#### [TEXT PASSAGE]
━━━

E. Failure to Disclose and Consider Information
Courts apply a "rule of reason standard (essentially an abuse of discretion standard) in deciding whether claimed deficiencies in a [SFEIS] are merely flyspecks, or are significant enough to defeat the goals of informed decisionmaking and informed public comment." Lee v. U.S. Air Force , 354 F.3d 1229, 1237 (10th Cir. 2004) (citing Utahns for Better Transp. , 305 F.3d at 1163 ).
1. Baseline Environmental Data
Plaintiffs argue that the Forest Service violated NEPA by failing to disclose and consider the baseline environmental conditions in the three roadless areas subject to the North Fork Exception necessary to assess the environmental impacts of each alternative. Docket No. 47 at 14-15. Plaintiffs claim that the "Exception SFEIS provides virtually no data about the resources – including vegetation, watersheds, surface and ground water quality, hydrology, visual resources, topography, and recreational resources – across the roadless areas that would be harmed" by the construction of surface roads and pads to allow for mining. Id. at 16. Plaintiff argues that, by failing to provide such baseline environmental data, defendants failed to "describe the environment of the area(s) to be affected" by the North Fork Exception as required by 40 C.F.R. § 1502.15. Docket No. 47 at 14. Plaintiffs emphasize that the Exception SFEIS addresses a much smaller area than the 2012 CRR FEIS, but nonetheless does not provide detail specific to the three areas subject to the Exception. Id. at 18.
Defendants respond that the Agencies developed and disclosed relevant baseline environmental information concerning the roadless areas during the earlier CRR rulemaking, "particularly with respect to big game habitat and wetlands." Docket No. 51 at 20. With regard to plaintiffs' argument that the roadless areas vary, defendants argue that plaintiffs "have failed to explain or demonstrate with any supporting authority how any differences in habitat across the Pilot Knob, Sunset, and Flatirons roadless areas, whether major or minor, would somehow increase impacts to this resource so as to alter the agency's analysis in any meaningful way." Docket No. 51 at 21.

━━━

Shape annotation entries
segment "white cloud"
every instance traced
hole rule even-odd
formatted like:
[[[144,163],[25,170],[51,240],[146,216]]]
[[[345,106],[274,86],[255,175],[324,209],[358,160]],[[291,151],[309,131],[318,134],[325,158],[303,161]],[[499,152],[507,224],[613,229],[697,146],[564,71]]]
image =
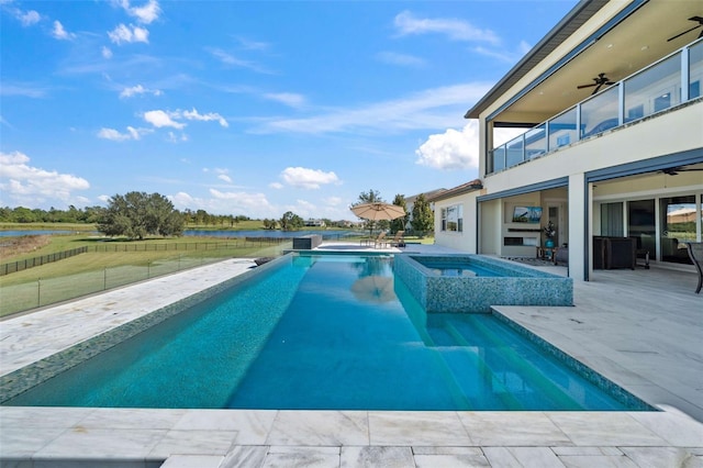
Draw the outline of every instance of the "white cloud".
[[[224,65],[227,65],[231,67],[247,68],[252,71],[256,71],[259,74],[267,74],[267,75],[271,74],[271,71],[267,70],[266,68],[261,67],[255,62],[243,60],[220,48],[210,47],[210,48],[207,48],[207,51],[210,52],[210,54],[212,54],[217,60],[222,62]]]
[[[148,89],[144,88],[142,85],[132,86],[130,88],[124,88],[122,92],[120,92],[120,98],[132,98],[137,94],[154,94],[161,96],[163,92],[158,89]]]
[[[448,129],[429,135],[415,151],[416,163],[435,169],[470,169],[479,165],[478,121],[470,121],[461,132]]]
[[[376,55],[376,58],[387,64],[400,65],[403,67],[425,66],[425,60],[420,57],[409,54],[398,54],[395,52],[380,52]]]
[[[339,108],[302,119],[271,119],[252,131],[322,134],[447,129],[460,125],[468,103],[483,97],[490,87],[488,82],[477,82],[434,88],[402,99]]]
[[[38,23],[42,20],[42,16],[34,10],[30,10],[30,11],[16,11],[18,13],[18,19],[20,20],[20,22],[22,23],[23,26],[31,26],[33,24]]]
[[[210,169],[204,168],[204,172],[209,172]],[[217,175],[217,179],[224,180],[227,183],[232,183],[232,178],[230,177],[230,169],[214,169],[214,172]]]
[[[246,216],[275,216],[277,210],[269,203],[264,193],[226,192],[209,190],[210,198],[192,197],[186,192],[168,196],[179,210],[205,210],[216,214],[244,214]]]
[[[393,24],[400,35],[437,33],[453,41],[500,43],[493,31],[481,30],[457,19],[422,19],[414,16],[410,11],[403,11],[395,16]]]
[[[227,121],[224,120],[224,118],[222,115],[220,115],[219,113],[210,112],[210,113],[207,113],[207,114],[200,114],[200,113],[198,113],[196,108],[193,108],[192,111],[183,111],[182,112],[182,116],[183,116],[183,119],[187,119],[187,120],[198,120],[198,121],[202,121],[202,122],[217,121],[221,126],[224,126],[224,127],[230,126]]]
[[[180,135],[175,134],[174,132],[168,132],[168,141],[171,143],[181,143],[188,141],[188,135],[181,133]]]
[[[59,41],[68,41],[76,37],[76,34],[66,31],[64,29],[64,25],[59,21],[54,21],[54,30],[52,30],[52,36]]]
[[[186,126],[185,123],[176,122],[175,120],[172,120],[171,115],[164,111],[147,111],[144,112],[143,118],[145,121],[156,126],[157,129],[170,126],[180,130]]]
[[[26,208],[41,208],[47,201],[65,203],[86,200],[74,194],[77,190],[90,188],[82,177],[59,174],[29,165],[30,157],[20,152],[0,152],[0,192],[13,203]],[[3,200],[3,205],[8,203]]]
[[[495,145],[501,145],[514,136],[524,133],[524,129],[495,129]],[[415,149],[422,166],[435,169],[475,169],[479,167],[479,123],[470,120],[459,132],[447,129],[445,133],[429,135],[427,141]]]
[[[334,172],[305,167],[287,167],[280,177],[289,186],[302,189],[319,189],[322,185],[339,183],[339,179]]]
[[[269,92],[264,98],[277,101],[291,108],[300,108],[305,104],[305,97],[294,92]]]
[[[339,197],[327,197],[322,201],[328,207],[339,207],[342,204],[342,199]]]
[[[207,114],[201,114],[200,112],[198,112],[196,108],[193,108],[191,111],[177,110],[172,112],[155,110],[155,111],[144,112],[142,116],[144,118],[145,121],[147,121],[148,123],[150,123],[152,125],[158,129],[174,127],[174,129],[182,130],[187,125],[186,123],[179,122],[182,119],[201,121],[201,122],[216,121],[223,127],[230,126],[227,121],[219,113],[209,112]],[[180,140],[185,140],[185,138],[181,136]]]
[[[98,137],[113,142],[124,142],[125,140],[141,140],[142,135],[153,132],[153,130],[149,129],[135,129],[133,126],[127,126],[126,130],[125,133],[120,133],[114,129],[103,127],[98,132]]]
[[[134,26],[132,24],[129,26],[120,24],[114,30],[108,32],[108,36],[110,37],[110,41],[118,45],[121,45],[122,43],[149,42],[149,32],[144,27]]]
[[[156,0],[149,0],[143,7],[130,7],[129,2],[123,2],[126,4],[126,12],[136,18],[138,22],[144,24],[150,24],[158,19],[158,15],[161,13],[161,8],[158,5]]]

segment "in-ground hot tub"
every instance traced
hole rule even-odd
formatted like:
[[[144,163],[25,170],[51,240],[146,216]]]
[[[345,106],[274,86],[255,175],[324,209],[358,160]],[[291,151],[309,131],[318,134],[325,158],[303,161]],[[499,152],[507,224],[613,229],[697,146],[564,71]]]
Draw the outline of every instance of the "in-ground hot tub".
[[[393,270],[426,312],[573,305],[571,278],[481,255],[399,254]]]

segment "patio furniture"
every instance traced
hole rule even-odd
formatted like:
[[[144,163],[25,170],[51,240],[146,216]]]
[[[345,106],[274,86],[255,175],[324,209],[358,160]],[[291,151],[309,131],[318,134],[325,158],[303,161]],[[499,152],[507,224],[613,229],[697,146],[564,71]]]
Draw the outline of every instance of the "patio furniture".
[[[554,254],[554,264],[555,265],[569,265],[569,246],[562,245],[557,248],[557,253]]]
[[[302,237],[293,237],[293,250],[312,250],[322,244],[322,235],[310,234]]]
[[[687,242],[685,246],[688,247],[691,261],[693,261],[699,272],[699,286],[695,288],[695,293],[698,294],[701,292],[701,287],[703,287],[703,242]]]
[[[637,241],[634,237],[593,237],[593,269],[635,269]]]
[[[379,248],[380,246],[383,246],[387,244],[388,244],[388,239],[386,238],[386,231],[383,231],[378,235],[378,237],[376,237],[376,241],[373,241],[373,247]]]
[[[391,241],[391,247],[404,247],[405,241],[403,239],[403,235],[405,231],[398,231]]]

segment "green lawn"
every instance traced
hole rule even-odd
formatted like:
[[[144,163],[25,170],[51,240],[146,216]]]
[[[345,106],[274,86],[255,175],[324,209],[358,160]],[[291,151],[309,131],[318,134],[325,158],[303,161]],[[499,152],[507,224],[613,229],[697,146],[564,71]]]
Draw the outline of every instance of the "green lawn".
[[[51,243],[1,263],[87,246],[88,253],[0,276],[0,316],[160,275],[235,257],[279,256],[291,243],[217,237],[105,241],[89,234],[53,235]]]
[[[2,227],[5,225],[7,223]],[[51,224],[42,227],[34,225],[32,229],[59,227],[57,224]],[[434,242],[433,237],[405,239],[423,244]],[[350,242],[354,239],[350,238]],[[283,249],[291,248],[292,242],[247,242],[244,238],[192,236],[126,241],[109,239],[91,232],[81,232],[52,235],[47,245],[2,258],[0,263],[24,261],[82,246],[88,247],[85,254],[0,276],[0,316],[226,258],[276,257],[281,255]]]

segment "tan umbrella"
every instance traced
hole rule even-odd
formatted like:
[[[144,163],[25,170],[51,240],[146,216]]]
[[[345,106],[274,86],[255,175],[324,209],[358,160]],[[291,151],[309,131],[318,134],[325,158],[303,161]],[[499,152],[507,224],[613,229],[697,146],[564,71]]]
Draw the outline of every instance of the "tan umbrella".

━━━

#### [TASKS]
[a] For each statement, say yes or no on whether the court passage agrees with it, and quote the exact words that decide it: (i) Lee v. U.S. Air Force was decided by the 10th Circuit in 2004; (ii) defendants say the baseline information they disclosed during the earlier CRR rulemaking dealt especially with big game habitat and wetlands; (iii) plaintiffs say the Exception SFEIS covers a larger area than the 2012 CRR FEIS.
[b] Filter the rows, keeping every line that contains the word "Draw".
The rows are unrelated to the court passage.

#### [ANSWERS BELOW]
[a]
(i) Yes: "(10th Cir. 2004)"
(ii) Yes: "particularly with respect to big game habitat and wetlands."
(iii) No: "addresses a much smaller area than the 2012 CRR FEIS"

[b]
Draw the outline of every instance of the "white cloud".
Draw the outline of every instance of the "in-ground hot tub".
Draw the outline of every instance of the "patio furniture".
Draw the outline of every instance of the "green lawn".
Draw the outline of every instance of the "tan umbrella".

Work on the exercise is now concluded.